Kazuo Ishiguro, le Japon et le rôle de la mémoire

Culture Le japonais

En mars 2015, l’écrivain Kazuo Ishiguro s’est trouvé à nouveau sous le feu des projecteurs avec la publication de The Buried Giant (Le Géant enfoui), son premier roman depuis dix ans. À l’âge de cinq ans, il a suivi ses parents quand ils ont quitté le Japon pour l’Angleterre. Et c’est là qu’il vit depuis. Mais son œuvre n’en a pas moins été influencée par le contexte japonais d’où il est issu, même si c’est parfois de manière indirecte.

Un lien émotionnel très fort avec le Japon

L’image que Kazuo Ishiguro s’est faite du Japon en grandissant loin de son pays est nourrie de « souvenirs très colorés et sans doute très déformés » de sa petite enfance, pour reprendre ses propres termes. Né à Nagasaki en 1954, le jeune japonais est parti cinq ans plus tard pour la ville de Guilford, au sud de l’Angleterre, quand son père, un océanographe réputé, a commencé à faire des recherches au National Institute of Oceanography. Il n’est revenu au Japon qu’en 1989 pour un court séjour, après la publication de The Remains of the Day (Les Vestiges du jour), son troisième roman qui a été couronné la même année par le Booker Prize, un des prix littéraires les plus prestigieux.

● **Extrait des données**
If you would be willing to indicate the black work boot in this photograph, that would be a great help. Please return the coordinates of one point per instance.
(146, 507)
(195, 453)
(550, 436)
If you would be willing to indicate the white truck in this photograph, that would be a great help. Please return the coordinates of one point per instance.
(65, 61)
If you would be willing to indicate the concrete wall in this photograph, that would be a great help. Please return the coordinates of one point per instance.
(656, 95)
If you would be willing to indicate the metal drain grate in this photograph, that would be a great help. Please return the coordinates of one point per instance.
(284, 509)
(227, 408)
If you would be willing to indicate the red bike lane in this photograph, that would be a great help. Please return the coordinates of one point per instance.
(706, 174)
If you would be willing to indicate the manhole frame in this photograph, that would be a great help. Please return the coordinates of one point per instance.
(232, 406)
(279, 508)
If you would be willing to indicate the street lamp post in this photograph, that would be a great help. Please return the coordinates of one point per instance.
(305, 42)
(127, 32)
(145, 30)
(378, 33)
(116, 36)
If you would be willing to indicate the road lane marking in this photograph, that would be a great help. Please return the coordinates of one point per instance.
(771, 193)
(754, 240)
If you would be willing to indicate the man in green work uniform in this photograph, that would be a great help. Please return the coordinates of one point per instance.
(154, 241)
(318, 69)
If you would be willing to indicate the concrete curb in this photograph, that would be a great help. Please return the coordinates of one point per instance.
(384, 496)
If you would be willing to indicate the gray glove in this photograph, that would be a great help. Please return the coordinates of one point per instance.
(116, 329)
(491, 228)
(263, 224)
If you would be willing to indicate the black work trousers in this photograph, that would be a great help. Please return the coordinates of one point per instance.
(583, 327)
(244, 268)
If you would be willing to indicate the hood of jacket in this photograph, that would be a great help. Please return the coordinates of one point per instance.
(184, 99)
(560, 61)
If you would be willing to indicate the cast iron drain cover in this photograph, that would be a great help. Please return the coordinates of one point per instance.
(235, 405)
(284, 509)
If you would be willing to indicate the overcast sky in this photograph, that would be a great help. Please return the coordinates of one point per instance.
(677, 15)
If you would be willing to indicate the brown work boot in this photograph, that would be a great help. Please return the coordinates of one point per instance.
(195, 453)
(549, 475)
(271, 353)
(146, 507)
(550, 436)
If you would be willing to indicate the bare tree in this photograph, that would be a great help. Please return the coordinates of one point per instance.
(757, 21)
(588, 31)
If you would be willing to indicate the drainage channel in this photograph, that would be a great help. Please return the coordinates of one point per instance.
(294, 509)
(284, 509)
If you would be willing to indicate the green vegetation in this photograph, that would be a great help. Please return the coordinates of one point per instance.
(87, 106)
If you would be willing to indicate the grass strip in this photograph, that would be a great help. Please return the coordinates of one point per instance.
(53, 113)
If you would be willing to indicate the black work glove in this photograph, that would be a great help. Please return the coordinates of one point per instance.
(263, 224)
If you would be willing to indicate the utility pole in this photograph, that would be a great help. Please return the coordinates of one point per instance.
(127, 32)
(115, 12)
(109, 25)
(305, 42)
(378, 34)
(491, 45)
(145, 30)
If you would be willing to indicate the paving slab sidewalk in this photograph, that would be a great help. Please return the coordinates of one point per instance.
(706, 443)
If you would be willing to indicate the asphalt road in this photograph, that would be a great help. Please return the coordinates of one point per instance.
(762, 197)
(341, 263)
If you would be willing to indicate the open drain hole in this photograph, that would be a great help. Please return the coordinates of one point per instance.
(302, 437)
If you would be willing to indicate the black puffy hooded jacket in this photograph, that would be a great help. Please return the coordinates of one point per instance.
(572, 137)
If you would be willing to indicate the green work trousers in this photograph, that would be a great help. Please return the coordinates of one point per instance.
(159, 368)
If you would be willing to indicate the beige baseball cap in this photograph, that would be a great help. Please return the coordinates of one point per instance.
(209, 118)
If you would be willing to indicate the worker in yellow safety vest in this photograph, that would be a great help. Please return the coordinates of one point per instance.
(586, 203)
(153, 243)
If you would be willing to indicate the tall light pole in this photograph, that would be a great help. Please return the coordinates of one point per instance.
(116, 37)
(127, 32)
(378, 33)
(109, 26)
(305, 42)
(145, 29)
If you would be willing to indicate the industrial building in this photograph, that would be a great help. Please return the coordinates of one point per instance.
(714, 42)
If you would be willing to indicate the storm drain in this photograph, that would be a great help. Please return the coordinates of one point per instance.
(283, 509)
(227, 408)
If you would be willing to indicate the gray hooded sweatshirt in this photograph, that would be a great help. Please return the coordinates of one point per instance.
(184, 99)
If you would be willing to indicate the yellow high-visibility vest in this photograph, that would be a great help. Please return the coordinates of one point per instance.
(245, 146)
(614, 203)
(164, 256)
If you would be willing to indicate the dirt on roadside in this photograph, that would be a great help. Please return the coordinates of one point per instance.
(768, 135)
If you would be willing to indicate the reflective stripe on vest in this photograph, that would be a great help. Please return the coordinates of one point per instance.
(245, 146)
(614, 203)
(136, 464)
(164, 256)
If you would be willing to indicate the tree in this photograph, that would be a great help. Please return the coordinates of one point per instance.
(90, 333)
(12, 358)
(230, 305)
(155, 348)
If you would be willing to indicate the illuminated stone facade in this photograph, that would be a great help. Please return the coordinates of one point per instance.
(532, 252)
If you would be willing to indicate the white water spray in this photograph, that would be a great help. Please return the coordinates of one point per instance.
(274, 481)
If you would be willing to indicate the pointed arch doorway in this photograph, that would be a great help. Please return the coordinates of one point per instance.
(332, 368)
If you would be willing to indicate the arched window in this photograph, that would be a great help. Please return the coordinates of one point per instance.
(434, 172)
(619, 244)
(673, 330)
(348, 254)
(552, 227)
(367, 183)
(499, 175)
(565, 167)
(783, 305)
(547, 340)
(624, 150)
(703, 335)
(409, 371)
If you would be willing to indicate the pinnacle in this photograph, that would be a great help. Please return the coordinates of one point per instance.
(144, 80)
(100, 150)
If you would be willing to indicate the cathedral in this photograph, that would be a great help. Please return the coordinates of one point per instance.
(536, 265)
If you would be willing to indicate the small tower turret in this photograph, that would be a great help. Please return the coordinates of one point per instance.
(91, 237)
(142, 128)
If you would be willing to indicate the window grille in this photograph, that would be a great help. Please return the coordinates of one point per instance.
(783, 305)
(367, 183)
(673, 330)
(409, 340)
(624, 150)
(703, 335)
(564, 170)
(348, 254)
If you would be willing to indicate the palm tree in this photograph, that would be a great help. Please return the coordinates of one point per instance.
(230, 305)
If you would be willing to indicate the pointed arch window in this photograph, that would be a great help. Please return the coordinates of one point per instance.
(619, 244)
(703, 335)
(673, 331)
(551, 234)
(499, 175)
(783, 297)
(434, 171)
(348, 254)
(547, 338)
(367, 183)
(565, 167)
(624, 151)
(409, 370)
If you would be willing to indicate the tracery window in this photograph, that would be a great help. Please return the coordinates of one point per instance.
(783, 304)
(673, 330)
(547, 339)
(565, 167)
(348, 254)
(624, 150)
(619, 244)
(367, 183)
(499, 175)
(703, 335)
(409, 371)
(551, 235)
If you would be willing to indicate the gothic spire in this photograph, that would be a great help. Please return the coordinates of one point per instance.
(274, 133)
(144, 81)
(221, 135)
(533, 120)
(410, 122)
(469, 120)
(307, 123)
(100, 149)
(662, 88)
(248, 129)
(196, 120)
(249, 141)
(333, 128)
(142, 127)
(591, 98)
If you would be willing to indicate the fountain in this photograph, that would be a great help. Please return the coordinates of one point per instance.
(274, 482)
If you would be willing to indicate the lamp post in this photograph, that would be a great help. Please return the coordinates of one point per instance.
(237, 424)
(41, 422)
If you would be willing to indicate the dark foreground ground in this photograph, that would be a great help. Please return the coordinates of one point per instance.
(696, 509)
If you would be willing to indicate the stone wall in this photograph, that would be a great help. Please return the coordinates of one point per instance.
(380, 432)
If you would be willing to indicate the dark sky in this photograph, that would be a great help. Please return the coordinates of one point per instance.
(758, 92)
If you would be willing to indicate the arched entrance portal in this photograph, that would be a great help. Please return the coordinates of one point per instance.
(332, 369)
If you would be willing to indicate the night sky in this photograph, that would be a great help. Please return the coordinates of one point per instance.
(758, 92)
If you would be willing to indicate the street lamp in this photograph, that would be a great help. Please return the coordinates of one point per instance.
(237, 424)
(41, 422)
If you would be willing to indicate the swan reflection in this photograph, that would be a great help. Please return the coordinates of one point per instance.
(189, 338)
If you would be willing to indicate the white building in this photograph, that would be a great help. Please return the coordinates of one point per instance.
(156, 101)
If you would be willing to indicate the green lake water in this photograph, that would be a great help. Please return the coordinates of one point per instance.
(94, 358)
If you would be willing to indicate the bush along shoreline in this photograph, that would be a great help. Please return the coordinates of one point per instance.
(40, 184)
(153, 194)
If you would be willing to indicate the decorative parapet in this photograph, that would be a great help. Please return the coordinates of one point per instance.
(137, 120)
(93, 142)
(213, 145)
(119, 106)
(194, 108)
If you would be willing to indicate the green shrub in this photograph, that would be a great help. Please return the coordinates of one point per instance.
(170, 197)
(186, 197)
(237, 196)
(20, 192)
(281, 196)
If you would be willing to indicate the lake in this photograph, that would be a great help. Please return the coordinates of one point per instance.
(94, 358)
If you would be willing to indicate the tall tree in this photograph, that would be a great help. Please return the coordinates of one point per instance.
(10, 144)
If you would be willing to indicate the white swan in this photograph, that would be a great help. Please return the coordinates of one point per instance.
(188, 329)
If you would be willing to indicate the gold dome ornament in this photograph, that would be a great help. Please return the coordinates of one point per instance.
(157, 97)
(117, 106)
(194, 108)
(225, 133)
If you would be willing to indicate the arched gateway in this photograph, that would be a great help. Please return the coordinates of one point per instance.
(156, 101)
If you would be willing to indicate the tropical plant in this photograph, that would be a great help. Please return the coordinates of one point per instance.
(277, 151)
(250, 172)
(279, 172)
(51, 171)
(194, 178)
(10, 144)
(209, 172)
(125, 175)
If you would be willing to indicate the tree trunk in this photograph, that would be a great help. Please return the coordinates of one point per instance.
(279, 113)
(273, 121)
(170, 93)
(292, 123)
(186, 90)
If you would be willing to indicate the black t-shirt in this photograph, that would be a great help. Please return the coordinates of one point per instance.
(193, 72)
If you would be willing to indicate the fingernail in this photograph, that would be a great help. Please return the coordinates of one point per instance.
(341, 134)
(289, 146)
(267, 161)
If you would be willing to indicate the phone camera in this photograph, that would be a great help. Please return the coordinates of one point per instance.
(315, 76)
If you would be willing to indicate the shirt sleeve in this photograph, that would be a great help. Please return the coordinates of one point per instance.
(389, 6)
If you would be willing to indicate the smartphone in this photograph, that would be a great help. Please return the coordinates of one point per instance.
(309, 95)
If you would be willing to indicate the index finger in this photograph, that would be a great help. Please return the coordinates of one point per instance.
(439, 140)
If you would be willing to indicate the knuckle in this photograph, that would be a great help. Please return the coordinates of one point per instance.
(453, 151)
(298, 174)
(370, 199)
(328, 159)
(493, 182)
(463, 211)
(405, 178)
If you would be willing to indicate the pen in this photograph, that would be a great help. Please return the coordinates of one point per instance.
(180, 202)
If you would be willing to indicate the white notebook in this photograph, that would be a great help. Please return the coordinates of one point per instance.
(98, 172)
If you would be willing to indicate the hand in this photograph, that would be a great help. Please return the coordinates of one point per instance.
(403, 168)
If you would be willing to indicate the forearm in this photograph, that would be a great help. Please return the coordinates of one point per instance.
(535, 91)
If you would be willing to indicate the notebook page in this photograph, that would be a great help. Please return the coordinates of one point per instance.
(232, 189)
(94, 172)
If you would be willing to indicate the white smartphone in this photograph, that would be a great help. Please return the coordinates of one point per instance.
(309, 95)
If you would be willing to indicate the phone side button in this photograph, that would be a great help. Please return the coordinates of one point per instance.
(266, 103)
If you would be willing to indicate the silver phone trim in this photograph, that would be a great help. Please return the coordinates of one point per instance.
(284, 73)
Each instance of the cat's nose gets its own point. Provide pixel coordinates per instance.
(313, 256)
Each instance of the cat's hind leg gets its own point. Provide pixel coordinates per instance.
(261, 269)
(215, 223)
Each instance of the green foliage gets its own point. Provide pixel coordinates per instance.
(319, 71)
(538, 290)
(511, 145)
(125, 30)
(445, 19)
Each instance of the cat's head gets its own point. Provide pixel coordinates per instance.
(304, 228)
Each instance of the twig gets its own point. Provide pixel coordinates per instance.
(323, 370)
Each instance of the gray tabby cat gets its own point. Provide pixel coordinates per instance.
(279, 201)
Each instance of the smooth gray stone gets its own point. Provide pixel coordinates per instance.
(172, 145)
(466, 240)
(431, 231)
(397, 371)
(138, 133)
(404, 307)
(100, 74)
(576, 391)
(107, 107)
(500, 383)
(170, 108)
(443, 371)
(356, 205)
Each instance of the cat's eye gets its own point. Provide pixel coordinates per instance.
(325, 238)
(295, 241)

● **Énoncé de l’exercice**
Dans le texte sur Kazuo Ishiguro, recopiez le passage qui commence par « En mars 2015, l’écrivain » et se termine après « de manière indirecte. », en remplaçant « l’Angleterre » par « la Grande-Bretagne ».

● **Réponse rédigée**
En mars 2015, l’écrivain Kazuo Ishiguro s’est trouvé à nouveau sous le feu des projecteurs avec la publication de The Buried Giant (Le Géant enfoui), son premier roman depuis dix ans. À l’âge de cinq ans, il a suivi ses parents quand ils ont quitté le Japon pour la Grande-Bretagne. Et c’est là qu’il vit depuis. Mais son œuvre n’en a pas moins été influencée par le contexte japonais d’où il est issu, même si c’est parfois de manière indirecte.